> What to do
List the lines below as a numbered list, beginning at the line that contains "the black eye" and continuing through the last line. Leave out any blank lines.

> Provided entries
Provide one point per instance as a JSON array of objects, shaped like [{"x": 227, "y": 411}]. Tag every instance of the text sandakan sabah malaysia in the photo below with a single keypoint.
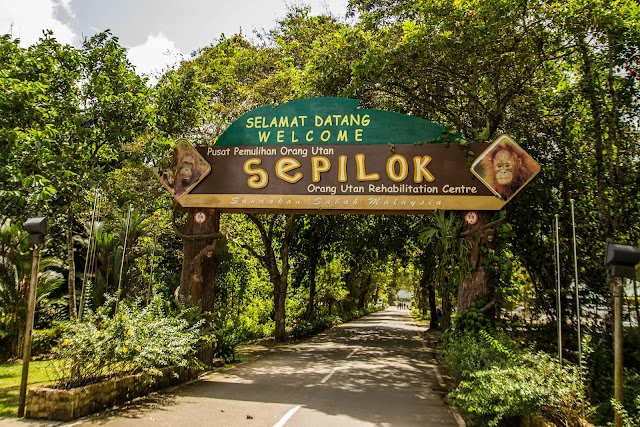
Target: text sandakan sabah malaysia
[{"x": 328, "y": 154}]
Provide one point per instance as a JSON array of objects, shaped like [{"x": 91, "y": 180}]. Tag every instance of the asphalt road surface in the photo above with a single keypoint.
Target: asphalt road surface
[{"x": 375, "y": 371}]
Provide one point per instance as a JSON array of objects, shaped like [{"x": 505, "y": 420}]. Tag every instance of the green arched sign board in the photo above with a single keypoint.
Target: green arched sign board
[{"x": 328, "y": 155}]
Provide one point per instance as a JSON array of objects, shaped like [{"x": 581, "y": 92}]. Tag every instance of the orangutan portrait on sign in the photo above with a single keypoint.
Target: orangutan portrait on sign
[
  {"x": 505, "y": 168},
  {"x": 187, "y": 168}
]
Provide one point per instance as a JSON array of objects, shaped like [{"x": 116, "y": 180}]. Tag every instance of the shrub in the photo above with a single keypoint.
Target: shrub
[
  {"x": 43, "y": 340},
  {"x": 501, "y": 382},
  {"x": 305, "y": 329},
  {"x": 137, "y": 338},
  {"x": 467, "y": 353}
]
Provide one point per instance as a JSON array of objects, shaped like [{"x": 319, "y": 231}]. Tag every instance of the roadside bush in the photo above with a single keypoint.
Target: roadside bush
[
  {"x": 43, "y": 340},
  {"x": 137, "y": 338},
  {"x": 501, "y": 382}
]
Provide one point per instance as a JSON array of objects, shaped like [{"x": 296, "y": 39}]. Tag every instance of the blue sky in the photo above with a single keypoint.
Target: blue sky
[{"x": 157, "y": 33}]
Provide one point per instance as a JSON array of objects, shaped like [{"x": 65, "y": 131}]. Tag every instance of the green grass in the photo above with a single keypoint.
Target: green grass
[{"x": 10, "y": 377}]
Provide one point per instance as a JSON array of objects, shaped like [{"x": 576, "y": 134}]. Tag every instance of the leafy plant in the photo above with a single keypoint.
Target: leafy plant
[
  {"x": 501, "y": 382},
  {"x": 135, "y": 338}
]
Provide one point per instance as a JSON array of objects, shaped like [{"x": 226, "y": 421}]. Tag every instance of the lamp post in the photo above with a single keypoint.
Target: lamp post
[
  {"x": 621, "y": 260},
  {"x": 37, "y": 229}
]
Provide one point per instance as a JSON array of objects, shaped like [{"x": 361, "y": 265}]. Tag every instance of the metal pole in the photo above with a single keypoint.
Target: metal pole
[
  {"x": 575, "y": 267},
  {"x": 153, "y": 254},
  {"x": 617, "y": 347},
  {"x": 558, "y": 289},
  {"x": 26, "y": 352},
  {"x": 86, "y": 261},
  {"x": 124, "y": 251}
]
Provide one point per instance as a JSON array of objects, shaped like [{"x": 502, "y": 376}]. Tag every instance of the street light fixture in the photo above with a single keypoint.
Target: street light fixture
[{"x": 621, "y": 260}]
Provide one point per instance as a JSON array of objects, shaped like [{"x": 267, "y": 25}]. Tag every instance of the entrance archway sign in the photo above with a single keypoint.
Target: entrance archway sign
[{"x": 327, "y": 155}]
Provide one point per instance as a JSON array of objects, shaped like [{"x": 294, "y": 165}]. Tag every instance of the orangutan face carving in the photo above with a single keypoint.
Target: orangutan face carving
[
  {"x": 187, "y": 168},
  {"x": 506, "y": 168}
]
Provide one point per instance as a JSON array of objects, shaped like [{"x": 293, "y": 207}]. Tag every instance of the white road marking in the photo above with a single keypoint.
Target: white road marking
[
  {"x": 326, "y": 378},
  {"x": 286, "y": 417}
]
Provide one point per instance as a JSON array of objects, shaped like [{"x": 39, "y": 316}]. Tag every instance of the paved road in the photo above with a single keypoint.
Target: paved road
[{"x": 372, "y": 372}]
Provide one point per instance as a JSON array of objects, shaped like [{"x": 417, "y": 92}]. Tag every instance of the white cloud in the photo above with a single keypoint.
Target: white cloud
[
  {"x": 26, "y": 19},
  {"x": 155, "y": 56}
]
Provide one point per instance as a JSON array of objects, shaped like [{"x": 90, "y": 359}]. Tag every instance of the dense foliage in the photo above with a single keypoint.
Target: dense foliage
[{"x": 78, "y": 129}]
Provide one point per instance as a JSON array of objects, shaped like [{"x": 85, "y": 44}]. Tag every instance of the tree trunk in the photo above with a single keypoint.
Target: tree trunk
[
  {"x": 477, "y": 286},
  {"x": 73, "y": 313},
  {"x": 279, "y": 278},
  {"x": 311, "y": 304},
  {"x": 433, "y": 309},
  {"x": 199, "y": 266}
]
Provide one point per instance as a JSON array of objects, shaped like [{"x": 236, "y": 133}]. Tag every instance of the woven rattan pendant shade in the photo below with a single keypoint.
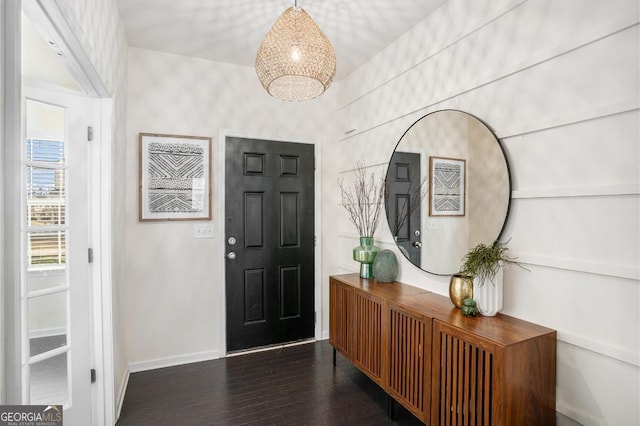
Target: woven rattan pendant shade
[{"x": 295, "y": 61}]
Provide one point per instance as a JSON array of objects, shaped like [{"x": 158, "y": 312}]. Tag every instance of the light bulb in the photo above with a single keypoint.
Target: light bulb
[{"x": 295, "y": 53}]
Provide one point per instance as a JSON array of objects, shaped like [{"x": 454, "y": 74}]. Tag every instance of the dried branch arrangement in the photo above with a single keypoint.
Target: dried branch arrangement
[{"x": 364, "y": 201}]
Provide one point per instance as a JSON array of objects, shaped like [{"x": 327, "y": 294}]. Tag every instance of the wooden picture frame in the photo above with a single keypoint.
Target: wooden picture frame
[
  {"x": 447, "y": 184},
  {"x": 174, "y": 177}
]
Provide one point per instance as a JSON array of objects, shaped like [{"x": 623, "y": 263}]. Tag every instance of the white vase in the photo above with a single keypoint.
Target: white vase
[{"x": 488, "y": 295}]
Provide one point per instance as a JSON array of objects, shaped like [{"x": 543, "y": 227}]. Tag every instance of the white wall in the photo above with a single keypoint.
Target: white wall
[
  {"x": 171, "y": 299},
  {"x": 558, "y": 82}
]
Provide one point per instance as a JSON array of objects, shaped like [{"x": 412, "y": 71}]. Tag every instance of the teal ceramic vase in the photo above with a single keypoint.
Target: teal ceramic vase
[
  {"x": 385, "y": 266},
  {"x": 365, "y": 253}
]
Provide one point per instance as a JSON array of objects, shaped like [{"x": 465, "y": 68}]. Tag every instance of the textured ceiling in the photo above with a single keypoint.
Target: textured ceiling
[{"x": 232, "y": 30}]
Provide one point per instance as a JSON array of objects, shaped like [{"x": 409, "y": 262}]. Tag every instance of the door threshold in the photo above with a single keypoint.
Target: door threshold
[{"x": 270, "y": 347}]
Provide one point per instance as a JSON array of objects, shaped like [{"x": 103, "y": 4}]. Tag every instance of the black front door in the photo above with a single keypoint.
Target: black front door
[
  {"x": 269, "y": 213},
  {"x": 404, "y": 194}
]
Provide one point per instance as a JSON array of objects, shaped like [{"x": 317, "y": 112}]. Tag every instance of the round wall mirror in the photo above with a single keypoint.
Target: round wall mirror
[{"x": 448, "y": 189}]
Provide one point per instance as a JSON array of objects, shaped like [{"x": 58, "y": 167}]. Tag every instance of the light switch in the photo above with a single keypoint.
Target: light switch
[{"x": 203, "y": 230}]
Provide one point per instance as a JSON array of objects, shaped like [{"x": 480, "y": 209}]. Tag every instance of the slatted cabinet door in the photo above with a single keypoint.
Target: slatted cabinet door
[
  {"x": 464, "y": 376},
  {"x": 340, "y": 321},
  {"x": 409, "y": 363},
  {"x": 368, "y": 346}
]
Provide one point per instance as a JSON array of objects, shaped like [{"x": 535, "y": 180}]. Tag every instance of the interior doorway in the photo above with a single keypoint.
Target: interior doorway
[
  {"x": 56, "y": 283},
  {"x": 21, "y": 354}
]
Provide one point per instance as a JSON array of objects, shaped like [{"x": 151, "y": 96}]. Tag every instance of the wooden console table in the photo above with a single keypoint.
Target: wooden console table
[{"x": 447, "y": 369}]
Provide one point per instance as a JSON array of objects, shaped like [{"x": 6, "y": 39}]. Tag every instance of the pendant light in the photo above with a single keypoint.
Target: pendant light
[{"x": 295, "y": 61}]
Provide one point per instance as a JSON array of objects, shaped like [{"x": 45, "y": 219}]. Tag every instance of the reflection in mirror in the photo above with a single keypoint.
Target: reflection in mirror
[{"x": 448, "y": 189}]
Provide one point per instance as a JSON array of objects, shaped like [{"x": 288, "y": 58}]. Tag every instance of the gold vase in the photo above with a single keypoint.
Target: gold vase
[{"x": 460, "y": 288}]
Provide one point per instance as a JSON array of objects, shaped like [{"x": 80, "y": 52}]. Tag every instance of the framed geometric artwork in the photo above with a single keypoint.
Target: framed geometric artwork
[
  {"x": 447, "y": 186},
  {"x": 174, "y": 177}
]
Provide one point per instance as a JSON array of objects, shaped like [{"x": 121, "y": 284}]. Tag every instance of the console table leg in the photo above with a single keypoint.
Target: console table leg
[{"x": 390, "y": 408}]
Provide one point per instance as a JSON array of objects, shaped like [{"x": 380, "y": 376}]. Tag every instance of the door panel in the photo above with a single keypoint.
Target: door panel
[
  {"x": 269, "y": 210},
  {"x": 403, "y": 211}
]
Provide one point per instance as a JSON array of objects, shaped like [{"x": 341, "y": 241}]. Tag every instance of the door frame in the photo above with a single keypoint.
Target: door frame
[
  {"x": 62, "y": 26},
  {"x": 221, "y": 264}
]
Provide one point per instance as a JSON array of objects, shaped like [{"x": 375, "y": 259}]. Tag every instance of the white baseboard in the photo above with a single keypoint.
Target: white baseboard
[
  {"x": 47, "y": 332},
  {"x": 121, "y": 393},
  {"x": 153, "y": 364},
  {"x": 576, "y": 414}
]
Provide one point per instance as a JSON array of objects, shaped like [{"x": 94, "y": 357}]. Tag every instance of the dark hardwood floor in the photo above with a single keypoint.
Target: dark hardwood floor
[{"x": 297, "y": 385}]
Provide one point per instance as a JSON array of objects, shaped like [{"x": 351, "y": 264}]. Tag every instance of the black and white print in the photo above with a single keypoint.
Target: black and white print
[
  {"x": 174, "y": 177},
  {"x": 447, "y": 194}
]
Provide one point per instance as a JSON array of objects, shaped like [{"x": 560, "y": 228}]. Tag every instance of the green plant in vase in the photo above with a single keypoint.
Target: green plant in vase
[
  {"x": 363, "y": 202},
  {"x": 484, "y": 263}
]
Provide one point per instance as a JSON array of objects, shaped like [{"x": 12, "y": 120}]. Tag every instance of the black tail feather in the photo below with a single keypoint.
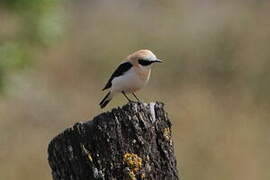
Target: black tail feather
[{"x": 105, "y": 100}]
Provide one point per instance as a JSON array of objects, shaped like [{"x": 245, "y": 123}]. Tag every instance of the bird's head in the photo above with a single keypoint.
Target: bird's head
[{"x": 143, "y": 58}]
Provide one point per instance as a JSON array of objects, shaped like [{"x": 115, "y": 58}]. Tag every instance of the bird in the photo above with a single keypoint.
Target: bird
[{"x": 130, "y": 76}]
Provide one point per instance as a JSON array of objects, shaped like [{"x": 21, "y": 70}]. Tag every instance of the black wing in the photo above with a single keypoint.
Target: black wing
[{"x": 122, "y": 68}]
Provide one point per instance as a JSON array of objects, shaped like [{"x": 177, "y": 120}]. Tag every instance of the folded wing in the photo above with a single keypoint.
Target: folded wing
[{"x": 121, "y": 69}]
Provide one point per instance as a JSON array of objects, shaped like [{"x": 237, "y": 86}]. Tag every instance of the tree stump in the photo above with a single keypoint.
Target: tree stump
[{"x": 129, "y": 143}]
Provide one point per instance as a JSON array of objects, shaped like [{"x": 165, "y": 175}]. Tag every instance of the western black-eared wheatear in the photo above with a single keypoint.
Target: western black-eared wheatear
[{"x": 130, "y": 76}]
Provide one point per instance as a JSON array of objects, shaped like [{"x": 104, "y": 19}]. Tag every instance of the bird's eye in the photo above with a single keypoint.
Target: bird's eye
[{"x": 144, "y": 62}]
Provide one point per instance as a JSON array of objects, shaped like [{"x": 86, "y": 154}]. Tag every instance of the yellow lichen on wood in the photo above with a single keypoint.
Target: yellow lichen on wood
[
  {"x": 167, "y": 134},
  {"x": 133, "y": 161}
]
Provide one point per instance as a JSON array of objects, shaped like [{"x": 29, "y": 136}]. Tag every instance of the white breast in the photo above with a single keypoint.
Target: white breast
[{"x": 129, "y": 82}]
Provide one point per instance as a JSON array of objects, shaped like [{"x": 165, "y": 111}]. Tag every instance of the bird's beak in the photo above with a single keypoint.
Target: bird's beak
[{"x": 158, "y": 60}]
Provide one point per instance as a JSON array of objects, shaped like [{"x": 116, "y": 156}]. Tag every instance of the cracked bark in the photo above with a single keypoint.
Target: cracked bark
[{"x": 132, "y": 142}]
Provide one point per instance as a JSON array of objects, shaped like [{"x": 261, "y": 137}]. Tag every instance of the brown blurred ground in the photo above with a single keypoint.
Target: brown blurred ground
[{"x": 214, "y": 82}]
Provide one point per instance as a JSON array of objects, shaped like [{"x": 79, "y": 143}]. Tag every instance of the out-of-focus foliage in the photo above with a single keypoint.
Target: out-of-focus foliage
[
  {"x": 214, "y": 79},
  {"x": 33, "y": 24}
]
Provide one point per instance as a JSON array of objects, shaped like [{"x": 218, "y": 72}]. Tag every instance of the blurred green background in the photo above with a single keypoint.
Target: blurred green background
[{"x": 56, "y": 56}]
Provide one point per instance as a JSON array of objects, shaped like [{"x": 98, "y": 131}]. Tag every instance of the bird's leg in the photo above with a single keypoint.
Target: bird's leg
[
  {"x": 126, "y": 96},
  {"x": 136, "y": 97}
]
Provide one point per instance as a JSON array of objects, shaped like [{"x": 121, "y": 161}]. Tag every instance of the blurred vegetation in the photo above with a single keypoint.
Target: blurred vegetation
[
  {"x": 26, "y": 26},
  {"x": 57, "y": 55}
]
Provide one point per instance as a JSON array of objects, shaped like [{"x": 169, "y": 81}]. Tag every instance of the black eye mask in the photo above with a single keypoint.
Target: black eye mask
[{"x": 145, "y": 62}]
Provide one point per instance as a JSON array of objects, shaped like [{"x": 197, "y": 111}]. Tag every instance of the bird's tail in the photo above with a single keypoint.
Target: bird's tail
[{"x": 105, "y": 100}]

> Exercise answer
1. Provide one point per instance as a JSON array of objects, shaped like [{"x": 169, "y": 81}]. Tag every instance of the black eye mask in the photo above with a single keypoint.
2. Target: black eye mask
3. [{"x": 145, "y": 62}]
4. Provide one point per instance as a JSON array of objects, shaped like [{"x": 197, "y": 111}]. Tag every instance of the bird's tail in the photo above with a single keypoint.
5. Target: bird's tail
6. [{"x": 105, "y": 100}]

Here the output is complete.